══ Input

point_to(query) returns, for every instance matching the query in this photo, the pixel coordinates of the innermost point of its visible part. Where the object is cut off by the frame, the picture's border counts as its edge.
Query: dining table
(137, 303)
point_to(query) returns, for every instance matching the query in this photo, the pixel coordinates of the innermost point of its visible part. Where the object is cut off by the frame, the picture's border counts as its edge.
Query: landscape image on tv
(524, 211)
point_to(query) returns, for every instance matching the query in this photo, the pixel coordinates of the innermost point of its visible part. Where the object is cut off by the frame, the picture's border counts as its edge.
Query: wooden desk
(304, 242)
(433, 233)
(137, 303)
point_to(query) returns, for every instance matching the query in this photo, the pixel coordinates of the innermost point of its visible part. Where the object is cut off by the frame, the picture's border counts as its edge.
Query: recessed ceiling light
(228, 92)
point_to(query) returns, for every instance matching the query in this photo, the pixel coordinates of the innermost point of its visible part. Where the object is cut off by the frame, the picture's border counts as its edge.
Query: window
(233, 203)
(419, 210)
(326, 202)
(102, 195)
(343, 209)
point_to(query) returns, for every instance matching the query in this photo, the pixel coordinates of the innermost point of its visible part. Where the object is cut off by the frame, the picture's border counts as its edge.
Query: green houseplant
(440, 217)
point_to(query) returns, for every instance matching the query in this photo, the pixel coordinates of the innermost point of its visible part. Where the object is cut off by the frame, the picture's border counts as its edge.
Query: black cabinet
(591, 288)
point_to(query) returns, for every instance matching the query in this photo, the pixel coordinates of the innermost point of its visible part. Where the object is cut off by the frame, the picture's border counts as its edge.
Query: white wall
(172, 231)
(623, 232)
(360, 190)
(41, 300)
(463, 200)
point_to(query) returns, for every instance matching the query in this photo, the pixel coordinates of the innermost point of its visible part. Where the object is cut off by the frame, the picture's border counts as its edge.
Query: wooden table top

════

Requirements: Show every line in the entries above that contains the word "table".

Result of the exercise:
Query: dining table
Query: wooden table top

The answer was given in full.